*** Opening Extracted records ***

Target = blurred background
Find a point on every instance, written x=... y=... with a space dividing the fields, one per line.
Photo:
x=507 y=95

*** Closing Extracted records ***
*** Opening Extracted records ***

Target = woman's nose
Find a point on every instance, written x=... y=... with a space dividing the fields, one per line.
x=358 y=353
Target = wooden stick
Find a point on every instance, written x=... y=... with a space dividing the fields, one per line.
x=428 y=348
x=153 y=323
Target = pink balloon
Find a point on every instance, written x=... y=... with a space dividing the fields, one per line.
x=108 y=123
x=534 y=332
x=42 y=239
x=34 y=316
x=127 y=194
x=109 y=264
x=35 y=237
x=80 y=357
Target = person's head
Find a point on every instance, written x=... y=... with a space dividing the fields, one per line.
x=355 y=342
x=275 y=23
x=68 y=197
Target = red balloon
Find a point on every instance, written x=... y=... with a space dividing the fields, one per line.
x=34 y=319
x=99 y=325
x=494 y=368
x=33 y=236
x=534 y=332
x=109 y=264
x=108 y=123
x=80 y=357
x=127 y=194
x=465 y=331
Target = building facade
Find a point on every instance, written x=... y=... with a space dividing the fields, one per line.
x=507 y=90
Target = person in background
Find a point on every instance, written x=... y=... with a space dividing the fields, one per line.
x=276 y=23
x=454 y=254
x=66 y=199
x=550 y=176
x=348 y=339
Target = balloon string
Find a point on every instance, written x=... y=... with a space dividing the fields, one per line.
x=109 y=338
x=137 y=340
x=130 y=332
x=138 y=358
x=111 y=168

*** Closing Extracted records ***

_Problem statement_
Find the word "background" in the entries and show each line where it is found.

_Completed exercise_
Target = blurred background
Target = person in background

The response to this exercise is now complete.